-- START OF Recorded information --
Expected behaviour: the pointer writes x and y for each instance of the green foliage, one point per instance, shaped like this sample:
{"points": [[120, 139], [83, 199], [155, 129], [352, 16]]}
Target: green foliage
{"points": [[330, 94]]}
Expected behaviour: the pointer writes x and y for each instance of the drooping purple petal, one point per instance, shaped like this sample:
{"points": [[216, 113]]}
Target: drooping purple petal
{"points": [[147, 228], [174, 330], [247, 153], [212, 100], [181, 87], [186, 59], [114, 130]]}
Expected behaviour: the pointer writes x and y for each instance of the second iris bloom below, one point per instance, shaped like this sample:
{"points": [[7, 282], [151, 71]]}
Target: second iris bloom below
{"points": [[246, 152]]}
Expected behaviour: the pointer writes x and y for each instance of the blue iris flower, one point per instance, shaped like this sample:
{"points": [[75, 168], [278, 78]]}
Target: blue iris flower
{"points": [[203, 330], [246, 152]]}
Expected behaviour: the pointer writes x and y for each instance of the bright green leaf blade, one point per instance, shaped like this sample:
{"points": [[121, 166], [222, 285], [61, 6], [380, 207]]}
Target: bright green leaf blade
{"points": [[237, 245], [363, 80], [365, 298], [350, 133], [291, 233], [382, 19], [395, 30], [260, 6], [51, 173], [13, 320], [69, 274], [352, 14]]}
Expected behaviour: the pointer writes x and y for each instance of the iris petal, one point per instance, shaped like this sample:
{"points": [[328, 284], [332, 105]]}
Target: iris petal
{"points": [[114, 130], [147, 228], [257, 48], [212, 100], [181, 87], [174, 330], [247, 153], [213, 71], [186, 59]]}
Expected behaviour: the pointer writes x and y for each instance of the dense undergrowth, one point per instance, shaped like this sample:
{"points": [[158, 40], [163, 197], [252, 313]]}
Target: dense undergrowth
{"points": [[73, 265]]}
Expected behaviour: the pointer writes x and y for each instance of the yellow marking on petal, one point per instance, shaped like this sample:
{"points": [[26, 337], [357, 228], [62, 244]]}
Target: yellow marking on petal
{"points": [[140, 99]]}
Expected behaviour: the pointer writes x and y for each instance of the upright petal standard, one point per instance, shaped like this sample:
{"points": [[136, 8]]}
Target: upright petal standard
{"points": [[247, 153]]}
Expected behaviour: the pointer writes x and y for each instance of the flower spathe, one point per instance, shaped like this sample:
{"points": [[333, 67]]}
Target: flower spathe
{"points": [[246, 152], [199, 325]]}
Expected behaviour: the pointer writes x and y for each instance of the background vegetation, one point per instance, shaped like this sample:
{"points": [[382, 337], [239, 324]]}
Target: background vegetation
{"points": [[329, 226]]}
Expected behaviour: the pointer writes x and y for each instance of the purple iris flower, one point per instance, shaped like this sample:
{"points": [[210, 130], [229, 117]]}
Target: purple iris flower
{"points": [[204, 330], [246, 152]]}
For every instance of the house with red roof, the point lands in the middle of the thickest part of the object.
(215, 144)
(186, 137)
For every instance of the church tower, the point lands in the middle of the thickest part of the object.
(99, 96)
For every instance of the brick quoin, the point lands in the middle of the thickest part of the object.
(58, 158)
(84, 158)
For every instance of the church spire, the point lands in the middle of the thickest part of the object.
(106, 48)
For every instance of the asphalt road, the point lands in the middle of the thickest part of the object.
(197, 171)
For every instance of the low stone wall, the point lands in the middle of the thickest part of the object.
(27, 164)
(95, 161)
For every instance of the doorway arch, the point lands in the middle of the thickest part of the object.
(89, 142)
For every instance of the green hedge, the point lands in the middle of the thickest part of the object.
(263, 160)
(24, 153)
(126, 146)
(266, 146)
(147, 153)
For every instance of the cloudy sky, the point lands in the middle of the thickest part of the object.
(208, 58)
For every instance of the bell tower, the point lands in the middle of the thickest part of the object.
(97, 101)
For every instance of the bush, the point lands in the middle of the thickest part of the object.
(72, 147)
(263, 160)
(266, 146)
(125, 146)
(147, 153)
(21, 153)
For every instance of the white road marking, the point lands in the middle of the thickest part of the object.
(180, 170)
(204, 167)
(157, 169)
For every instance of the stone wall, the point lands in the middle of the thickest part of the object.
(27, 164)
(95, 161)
-- END OF Recorded information --
• _Exercise aim_:
Transcribe every line of the data, exactly as it stands.

• _Completed task_:
Expected behaviour: the pointer writes x and y for each instance of the green foliage, one point per instance, shaped like this sample:
{"points": [[120, 139], [83, 199], [155, 129], [352, 16]]}
Target: green foliage
{"points": [[330, 94]]}
Expected behaviour: the pointer writes x and y for each instance of the drooping purple petal, one point per instance, shaped like this sample:
{"points": [[216, 113]]}
Target: drooping purple petal
{"points": [[147, 228], [174, 330], [247, 153], [212, 100], [181, 87], [186, 59], [114, 130]]}
Expected behaviour: the pointer writes x and y for each instance of the second iris bloom below, one point per instance, shaped like this sample:
{"points": [[7, 282], [151, 71]]}
Target: second iris bloom below
{"points": [[246, 152]]}
Expected behaviour: the pointer writes x and y for each instance of the blue iris flower, one point per instance, shaped like this sample:
{"points": [[75, 168], [278, 78]]}
Target: blue iris flower
{"points": [[203, 330], [246, 152]]}
Expected behaviour: the pointer writes x and y for each instance of the bright green leaf blade, one point per instance, shaped like this sample:
{"points": [[121, 166], [222, 285], [61, 6], [380, 207]]}
Target: bright green leaf blade
{"points": [[237, 245], [363, 80], [365, 298], [350, 133], [291, 233], [382, 19], [395, 30], [260, 6], [51, 173], [13, 320], [69, 274], [352, 14]]}
Expected behaviour: the pointer writes x and y for each instance of the iris petal, one point per instance, shaped like this sample:
{"points": [[328, 284], [332, 105]]}
Target: iris petal
{"points": [[114, 130], [147, 228], [257, 48], [212, 100], [181, 87], [174, 330], [247, 153], [213, 71], [186, 59]]}
Expected behaviour: the pointer writes x and y for each instance of the dense undergrowth, one point per instance, shaped like this sample:
{"points": [[158, 40], [163, 197], [252, 313]]}
Target: dense undergrowth
{"points": [[73, 265]]}
Expected behaviour: the pointer writes x and y for each instance of the yellow marking on petal, one point per instance, shaped like this sample:
{"points": [[26, 337], [357, 228], [62, 244]]}
Target: yellow marking on petal
{"points": [[140, 99]]}
Expected behaviour: the pointer writes x and y for each instance of the upright petal standard, one point per instance, shaped like this sample:
{"points": [[136, 8]]}
Target: upright petal standard
{"points": [[247, 153]]}
Expected behaviour: the pointer writes x and y for each instance of the flower spathe, one point per instance, shaped like this sample:
{"points": [[333, 67]]}
Target: flower spathe
{"points": [[246, 152], [199, 325]]}
Expected behaviour: the pointer writes x and y for each instance of the background vegetation, one point per instance, shaped like this sample:
{"points": [[382, 337], [239, 324]]}
Target: background vegetation
{"points": [[329, 226]]}
Expected behaviour: the pointer writes x and y for each instance of the purple iris flower, one point per instance, shaped like this sample:
{"points": [[210, 130], [229, 117]]}
Target: purple iris flower
{"points": [[204, 330], [246, 152]]}
For every instance of the house with red roof, the point lands in the middle of the thickest part of the object.
(215, 144)
(186, 137)
For every instance of the church tower, the point lands in the middle of the thickest part of the object.
(99, 96)
For every instance of the brick quoin, the point lands in the middle of the thickest part of the object.
(58, 158)
(84, 158)
For every instance of the church spire, the point lands in the middle of the thickest part of the object.
(106, 48)
For every instance of the asphalt road, the point lands in the middle of the thickest part of the object.
(197, 171)
For every instance of the low stone wall, the point lands in the middle of the thickest part of the object.
(27, 164)
(95, 161)
For every instance of the doorway arch, the point lands in the middle of the thickest part of the object.
(89, 142)
For every instance of the green hedge, the point lands in the middle of the thickest part of the object.
(263, 160)
(24, 153)
(126, 146)
(266, 146)
(147, 153)
For every instance of the cloudy sky, the point lands in the middle of the thickest part of the object.
(208, 58)
For every instance of the bell tower, the point lands in the middle of the thickest part of the object.
(97, 101)
For every instance of the bush, the point lands in the middle of the thickest part of the object.
(72, 147)
(263, 160)
(266, 146)
(125, 146)
(147, 153)
(21, 153)
For every instance of the white road marking, the point lands in the middle of the thickest part of the object.
(180, 170)
(204, 167)
(157, 169)
For every instance of the stone wall, the point lands in the middle of the thickest part of the object.
(27, 164)
(95, 161)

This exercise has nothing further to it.